**Directions:**
1. Can you extract the stretch of the Wizards passage from "The Wizards rank" through "percentage (47.5 percent).", copying it word for word?
2. What comes next in the Wizards passage? Continue it from the point where it stops.

**Exercise text:**
But the team struggled terribly this season without Arenas, who is out indefinitely following a third surgery on his left knee, and center Brendan Haywood, who has been out since the end of training camp after wrist surgery.
Returning all-stars Antawn Jamison and Caron Butler have not consistently played at an all-star level, veteran point guard Antonio Daniels has been limited to six games because of a knee injury and the remainder of the roster is composed of underperforming veterans and inexperienced young players.
The Wizards rank 24th in the NBA in scoring, averaging 94.6 points per game, last in three-point shooting (28.2 percent), 27th in opponents' scoring (allowing 103.5 points per game) and 28th in opponents' field goal percentage (47.5 percent).
Only one team has started worse this season: the 1-13 Oklahoma City Thunder, and it fired Coach P.J. Carlesimo after its 12th loss.
"We're down two or three key players, we haven't won games and someone had to be the fall guy," guard Juan Dixon said. "Unfortunately, it had to be the coach."
Associate head coach Mike O'Koren, a longtime Jordan confidant, also was dismissed. Ayers, Phil Hubbard, Wes Unseld Jr. and Dave Hopla remain on Tapscott's staff.

Stored data entries:
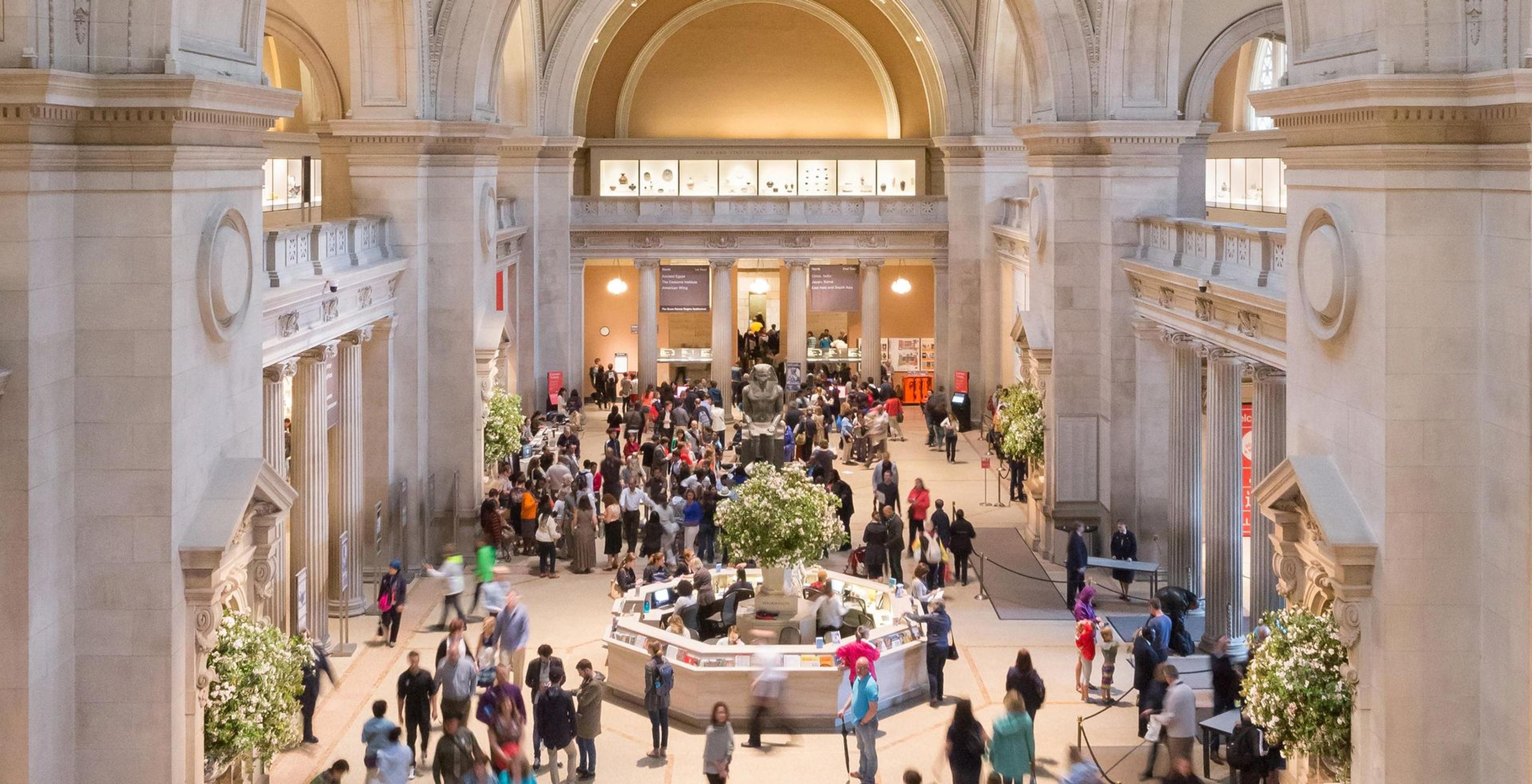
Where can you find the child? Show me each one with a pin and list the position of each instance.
(1085, 644)
(1108, 650)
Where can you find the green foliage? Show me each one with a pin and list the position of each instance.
(501, 428)
(1019, 419)
(1297, 688)
(258, 673)
(780, 518)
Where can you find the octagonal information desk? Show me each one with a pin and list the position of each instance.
(815, 685)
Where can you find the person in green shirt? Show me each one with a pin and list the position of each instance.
(333, 774)
(485, 567)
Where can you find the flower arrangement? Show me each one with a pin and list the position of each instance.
(1019, 420)
(258, 673)
(1295, 688)
(501, 428)
(780, 518)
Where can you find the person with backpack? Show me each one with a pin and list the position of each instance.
(659, 678)
(966, 743)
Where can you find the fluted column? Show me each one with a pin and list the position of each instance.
(1267, 451)
(273, 429)
(1223, 514)
(872, 328)
(1185, 547)
(345, 501)
(312, 480)
(722, 327)
(796, 322)
(649, 321)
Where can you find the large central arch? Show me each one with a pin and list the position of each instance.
(948, 68)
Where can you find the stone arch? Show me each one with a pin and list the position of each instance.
(465, 57)
(890, 103)
(327, 85)
(946, 63)
(1200, 88)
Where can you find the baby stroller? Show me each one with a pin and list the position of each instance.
(855, 564)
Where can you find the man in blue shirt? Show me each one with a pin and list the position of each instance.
(863, 705)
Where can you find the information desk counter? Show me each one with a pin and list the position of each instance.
(815, 685)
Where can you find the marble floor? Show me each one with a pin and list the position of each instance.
(572, 612)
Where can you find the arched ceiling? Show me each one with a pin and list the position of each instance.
(756, 71)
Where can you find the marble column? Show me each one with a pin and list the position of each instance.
(722, 327)
(1222, 501)
(1185, 547)
(310, 538)
(347, 461)
(796, 321)
(872, 327)
(1267, 451)
(273, 429)
(649, 321)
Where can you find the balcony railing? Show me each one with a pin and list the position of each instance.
(589, 212)
(326, 247)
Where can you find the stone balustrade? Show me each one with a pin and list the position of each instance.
(590, 212)
(324, 248)
(1216, 250)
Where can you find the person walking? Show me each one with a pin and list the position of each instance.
(557, 723)
(1125, 547)
(659, 678)
(966, 745)
(452, 572)
(863, 707)
(718, 749)
(391, 602)
(393, 758)
(416, 688)
(457, 752)
(963, 536)
(1074, 564)
(938, 647)
(308, 699)
(1024, 680)
(1013, 749)
(587, 722)
(456, 680)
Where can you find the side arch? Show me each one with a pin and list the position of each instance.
(1200, 88)
(332, 98)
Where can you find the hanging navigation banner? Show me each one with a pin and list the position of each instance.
(684, 288)
(834, 288)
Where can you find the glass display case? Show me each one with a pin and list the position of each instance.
(779, 178)
(699, 178)
(658, 178)
(620, 178)
(895, 178)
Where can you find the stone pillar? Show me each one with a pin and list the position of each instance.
(796, 305)
(377, 459)
(872, 328)
(722, 327)
(1267, 451)
(1185, 547)
(273, 429)
(1223, 518)
(649, 321)
(310, 544)
(347, 481)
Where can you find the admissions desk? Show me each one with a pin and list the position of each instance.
(815, 685)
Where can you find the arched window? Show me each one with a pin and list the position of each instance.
(1267, 68)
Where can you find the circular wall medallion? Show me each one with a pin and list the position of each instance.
(226, 273)
(1326, 272)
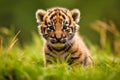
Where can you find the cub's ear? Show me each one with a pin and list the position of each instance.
(76, 15)
(39, 15)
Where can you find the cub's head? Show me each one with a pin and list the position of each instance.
(58, 25)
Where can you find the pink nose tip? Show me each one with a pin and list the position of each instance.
(58, 37)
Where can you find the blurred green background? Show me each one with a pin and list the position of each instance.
(20, 14)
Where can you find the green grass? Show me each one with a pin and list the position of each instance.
(26, 63)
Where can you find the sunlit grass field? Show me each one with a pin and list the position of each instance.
(26, 63)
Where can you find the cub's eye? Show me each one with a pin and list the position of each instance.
(51, 27)
(65, 27)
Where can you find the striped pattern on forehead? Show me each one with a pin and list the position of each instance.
(60, 13)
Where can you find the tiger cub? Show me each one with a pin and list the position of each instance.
(58, 26)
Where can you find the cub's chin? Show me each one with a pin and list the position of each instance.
(58, 45)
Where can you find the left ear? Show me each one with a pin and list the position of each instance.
(75, 15)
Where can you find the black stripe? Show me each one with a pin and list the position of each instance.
(52, 15)
(69, 46)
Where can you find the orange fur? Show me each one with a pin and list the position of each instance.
(58, 26)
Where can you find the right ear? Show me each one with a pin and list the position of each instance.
(39, 15)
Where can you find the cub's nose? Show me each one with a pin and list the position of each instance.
(58, 37)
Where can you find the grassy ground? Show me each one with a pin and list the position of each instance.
(26, 63)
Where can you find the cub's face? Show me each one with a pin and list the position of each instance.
(57, 25)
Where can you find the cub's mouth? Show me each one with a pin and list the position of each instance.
(61, 41)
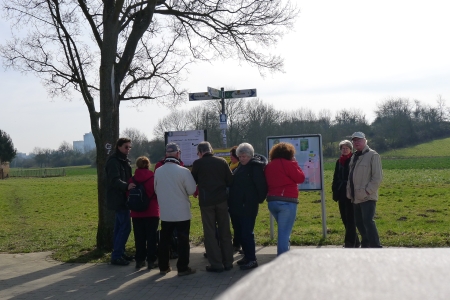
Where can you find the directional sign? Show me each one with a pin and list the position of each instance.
(240, 94)
(214, 92)
(200, 96)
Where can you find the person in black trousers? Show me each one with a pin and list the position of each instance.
(339, 187)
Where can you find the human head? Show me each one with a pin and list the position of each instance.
(123, 145)
(282, 150)
(142, 162)
(346, 147)
(204, 147)
(245, 152)
(359, 140)
(172, 150)
(233, 157)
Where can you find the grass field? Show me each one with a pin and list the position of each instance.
(60, 214)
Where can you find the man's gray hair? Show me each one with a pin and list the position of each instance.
(204, 147)
(245, 148)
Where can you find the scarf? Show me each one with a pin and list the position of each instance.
(233, 166)
(344, 158)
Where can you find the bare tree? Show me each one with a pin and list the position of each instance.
(134, 50)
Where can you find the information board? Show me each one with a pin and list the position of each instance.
(308, 153)
(187, 141)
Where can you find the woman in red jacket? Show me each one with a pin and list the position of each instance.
(283, 175)
(145, 223)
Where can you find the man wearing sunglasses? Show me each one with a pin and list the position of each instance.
(118, 172)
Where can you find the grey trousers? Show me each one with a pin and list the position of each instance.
(218, 249)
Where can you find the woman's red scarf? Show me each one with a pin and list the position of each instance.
(344, 158)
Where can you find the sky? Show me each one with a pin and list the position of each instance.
(341, 54)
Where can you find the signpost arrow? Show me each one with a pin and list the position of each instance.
(200, 96)
(240, 94)
(214, 92)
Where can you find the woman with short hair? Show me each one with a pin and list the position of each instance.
(145, 223)
(339, 188)
(283, 174)
(247, 191)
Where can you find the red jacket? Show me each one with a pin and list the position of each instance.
(141, 175)
(282, 177)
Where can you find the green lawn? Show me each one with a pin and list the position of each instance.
(60, 214)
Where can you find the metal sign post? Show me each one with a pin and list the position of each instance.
(215, 94)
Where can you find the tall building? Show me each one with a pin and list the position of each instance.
(89, 142)
(78, 146)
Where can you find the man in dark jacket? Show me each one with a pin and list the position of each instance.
(118, 172)
(213, 175)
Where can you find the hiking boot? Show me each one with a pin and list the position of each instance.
(211, 269)
(188, 271)
(250, 265)
(242, 261)
(164, 272)
(128, 258)
(228, 268)
(152, 265)
(140, 264)
(120, 262)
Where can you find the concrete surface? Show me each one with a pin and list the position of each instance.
(303, 273)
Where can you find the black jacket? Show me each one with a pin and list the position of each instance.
(340, 178)
(249, 188)
(213, 175)
(118, 172)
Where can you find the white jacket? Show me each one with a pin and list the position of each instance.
(173, 185)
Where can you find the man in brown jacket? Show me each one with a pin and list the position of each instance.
(362, 189)
(213, 175)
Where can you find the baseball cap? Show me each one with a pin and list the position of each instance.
(359, 135)
(172, 147)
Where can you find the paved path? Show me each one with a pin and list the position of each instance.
(37, 276)
(303, 273)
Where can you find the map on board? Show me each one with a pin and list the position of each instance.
(187, 141)
(308, 153)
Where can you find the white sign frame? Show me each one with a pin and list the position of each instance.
(187, 141)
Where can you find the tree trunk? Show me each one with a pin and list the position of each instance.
(109, 123)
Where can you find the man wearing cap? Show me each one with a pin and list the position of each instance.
(362, 189)
(173, 185)
(213, 175)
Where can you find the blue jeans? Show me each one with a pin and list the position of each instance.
(364, 214)
(284, 213)
(247, 225)
(122, 229)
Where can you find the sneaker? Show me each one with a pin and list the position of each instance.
(250, 265)
(140, 264)
(211, 269)
(164, 272)
(129, 258)
(120, 262)
(188, 271)
(242, 261)
(152, 265)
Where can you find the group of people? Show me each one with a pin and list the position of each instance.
(226, 192)
(357, 177)
(231, 192)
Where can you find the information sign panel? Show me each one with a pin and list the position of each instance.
(308, 153)
(188, 141)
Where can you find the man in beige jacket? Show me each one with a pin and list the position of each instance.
(362, 188)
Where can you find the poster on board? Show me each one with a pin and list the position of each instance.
(188, 141)
(308, 153)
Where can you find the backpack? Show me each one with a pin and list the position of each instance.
(138, 199)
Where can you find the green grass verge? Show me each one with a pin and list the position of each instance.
(60, 214)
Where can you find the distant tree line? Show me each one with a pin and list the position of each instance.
(398, 123)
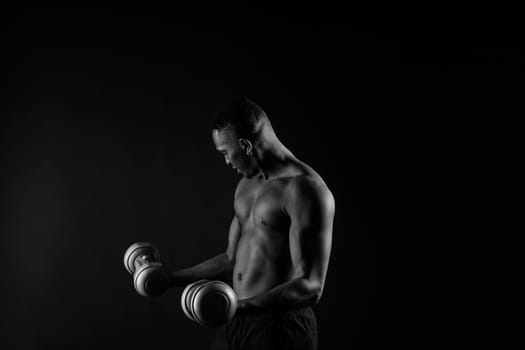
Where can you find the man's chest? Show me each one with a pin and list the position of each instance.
(262, 206)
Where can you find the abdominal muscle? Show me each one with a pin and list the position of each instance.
(262, 262)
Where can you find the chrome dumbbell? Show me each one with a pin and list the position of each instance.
(142, 260)
(209, 303)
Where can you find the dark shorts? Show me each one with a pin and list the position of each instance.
(296, 329)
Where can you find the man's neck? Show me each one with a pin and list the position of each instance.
(273, 159)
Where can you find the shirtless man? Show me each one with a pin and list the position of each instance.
(279, 240)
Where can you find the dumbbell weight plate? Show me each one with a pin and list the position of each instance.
(143, 277)
(185, 297)
(214, 304)
(136, 250)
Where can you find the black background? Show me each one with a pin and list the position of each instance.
(106, 140)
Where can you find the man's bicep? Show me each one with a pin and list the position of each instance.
(233, 238)
(311, 213)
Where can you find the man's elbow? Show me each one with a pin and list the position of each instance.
(315, 291)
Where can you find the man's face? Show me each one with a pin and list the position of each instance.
(227, 143)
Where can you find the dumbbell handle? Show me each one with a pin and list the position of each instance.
(142, 260)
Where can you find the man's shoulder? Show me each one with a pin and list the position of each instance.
(309, 185)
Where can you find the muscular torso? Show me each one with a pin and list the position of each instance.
(263, 253)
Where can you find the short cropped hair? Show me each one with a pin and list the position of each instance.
(243, 115)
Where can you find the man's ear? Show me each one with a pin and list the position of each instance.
(246, 146)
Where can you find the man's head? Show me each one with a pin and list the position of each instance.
(237, 130)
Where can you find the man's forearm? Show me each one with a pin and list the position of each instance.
(211, 269)
(293, 294)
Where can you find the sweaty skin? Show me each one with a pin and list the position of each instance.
(280, 236)
(266, 255)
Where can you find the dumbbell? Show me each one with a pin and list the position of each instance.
(209, 303)
(142, 260)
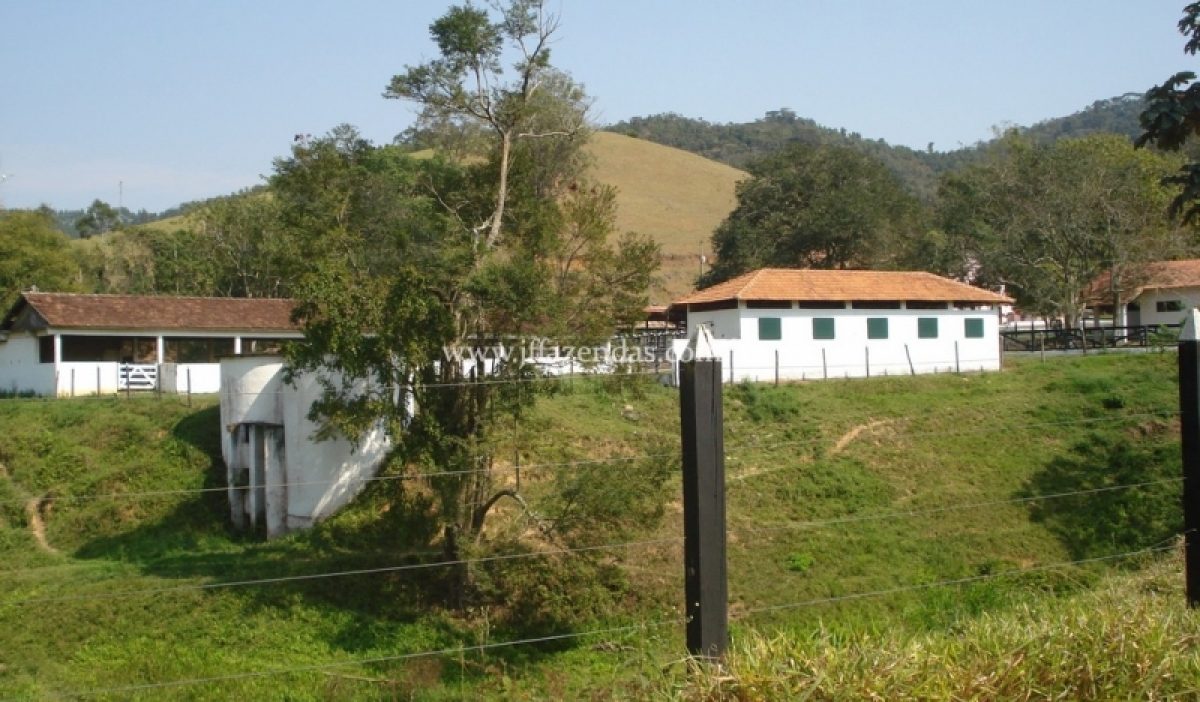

**Answers:**
1.
The Wizards rank 24th in the NBA in scoring, averaging 94.6 points per game, last in three-point shooting (28.2 percent), 27th in opponents' scoring (allowing 103.5 points per game) and 28th in opponents' field goal percentage (47.5 percent).

2.
Jordan was popular with players and fans and earned a reputation as one of the best tacticians in the league.
He was hired by owner Abe Pollin in the summer of 2003 to help restore pride to a franchise that was coming off a tumultuous period filled with questionable draft choices and free agent signings, the disappointing Michael Jordan years and above all else, losing basketball.
Despite a string of hard-luck injuries to key players, Jordan created a level of stability and continuity in the franchise that had been lacking for decades.
"This was an extremely difficult decision because I'm personally very fond of Eddie," Pollin said in a statement released by the team. "He helped bring our franchise back to the playoffs and become ingrained in the Washington, D.C. community I will forever be grateful for his dedication and hard work. However, sometimes circumstances force changes. Our team is not performing to my expectations and I felt it was time to make a change. We wish Eddie and his family all the best."
Before Saturday's loss in New York, Jordan talked about the strain he was feeling. "It's been tough because it wears on you," Jordan said. "You go to bed with it and you wake up with it. In the morning, a win or a loss is magnified. A win feels a little bit better in the morning than it did that night but a loss feels even worse. So yeah, it wears on you."
Jordan said he felt supported by his family and his players, some of whom sent him encouraging text messages during the rough start, telling him that they were squarely behind him.
Jamison vowed to rally the team behind Tapscott and work to dig out of the early-season hole.
"The coaching staff did a great job as far as getting us prepared and ready to play games but we didn't get the job done," he said. "In certain situations, maybe it's good to hear a different voice, change or whatever. Is this that situation? I guess we'll find out."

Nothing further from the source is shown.